= The records =
+ + +

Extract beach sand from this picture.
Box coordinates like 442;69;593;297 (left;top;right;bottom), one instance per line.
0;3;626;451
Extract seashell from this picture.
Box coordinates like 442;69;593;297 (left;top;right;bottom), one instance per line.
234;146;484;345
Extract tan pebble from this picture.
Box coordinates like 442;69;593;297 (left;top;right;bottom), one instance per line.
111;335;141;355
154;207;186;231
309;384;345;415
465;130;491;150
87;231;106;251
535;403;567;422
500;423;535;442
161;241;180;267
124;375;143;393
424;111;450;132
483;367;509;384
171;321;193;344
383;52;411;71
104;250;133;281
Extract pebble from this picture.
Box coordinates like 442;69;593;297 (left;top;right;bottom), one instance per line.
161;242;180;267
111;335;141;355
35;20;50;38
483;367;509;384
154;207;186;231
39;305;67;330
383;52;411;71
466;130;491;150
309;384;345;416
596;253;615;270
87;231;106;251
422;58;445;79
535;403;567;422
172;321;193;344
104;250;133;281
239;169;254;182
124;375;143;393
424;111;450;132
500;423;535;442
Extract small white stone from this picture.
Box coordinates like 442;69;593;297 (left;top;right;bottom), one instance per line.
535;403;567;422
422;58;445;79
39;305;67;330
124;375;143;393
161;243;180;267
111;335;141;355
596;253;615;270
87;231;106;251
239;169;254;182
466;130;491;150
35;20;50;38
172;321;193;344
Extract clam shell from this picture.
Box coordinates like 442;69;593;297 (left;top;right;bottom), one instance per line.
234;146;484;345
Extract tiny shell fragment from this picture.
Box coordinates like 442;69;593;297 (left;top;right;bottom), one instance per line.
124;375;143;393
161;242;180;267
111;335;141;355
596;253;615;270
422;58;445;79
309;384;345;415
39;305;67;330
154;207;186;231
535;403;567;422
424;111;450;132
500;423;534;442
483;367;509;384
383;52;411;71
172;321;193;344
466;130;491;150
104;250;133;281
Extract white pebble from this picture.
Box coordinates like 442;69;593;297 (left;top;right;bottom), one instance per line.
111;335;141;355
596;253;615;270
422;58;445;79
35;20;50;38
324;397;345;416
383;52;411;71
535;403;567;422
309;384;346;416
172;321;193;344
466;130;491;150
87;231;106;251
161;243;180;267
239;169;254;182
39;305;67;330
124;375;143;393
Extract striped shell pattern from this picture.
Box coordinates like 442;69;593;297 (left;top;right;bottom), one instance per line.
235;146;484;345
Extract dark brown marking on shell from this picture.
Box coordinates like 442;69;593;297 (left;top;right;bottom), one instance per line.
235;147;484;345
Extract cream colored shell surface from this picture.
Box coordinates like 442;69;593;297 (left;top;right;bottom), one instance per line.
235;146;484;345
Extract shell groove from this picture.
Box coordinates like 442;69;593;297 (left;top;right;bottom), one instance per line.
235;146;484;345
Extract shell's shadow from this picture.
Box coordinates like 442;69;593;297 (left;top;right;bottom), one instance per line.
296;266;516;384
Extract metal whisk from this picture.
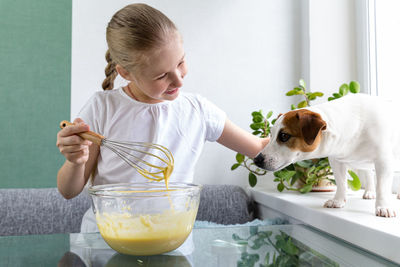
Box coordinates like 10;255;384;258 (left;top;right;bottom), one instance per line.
60;121;174;181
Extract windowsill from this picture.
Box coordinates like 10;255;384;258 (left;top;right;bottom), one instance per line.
249;177;400;263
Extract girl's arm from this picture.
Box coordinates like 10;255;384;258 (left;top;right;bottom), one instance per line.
217;119;269;158
57;119;100;199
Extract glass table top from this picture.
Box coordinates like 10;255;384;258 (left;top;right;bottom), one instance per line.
0;225;398;267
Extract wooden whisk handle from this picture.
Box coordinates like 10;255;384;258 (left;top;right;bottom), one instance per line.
60;121;104;146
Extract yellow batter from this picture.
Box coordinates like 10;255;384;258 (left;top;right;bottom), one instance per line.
96;207;197;256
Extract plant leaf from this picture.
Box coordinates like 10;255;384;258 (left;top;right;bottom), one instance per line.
295;160;314;168
299;79;306;89
231;163;240;171
339;83;349;96
249;172;257;187
277;183;285;192
299;184;312;194
347;170;361;191
350;81;360;94
333;93;342;98
251;111;262;117
297;100;307;108
253;115;264;123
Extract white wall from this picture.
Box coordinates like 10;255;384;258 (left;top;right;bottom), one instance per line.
71;0;358;186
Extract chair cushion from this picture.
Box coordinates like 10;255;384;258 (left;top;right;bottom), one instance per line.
196;185;255;224
0;185;254;235
0;188;90;235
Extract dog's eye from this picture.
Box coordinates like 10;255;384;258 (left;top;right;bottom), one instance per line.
278;132;292;143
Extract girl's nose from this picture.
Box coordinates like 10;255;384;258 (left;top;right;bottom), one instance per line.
172;70;185;87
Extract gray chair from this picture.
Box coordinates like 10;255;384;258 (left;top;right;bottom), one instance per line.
0;185;254;235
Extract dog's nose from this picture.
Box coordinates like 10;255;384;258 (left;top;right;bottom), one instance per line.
253;153;265;168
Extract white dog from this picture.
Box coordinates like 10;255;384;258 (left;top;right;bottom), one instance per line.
254;94;400;217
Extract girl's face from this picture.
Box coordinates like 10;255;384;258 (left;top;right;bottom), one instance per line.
127;33;187;104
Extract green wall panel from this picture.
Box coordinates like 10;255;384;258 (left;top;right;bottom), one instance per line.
0;0;72;188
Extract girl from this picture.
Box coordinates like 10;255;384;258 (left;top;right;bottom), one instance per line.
57;4;268;232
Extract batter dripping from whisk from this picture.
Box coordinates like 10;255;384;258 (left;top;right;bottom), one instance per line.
57;4;268;232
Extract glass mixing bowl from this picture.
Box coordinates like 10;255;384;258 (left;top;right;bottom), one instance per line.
89;182;201;256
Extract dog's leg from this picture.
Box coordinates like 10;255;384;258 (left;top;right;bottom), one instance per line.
397;184;400;199
375;158;396;217
355;170;376;199
324;158;347;208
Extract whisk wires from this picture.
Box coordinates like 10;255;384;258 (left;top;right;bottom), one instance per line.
102;138;174;181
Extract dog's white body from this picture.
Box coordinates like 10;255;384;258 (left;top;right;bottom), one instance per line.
261;94;400;217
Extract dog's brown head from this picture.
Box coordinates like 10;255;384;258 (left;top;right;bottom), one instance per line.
255;109;327;171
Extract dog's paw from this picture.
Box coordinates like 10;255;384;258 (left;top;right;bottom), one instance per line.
363;190;376;199
324;199;346;208
375;206;396;218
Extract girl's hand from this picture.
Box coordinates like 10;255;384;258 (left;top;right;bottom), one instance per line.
57;118;92;165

+ + +

= Stated goal =
Reproduce verbatim the lines from the one containing "Extract gray chair from this picture." through the one containing "127;33;187;104", both included.

= Exercise answer =
Extract gray chair from this picture.
Box coordinates like 10;255;384;258 (left;top;right;bottom), one instance per line.
0;185;254;235
Extract dog's nose from this picture.
Box coordinates like 10;255;384;258 (left;top;right;bottom), one instance per line.
253;153;265;168
Extract white dog from this picture.
Box coordinates like 10;255;384;258 (left;top;right;bottom), one instance per line.
254;94;400;217
Extract girl's face from this picture.
Box coordinates like 10;255;384;258 (left;top;right;bottom), one instance per line.
127;33;187;104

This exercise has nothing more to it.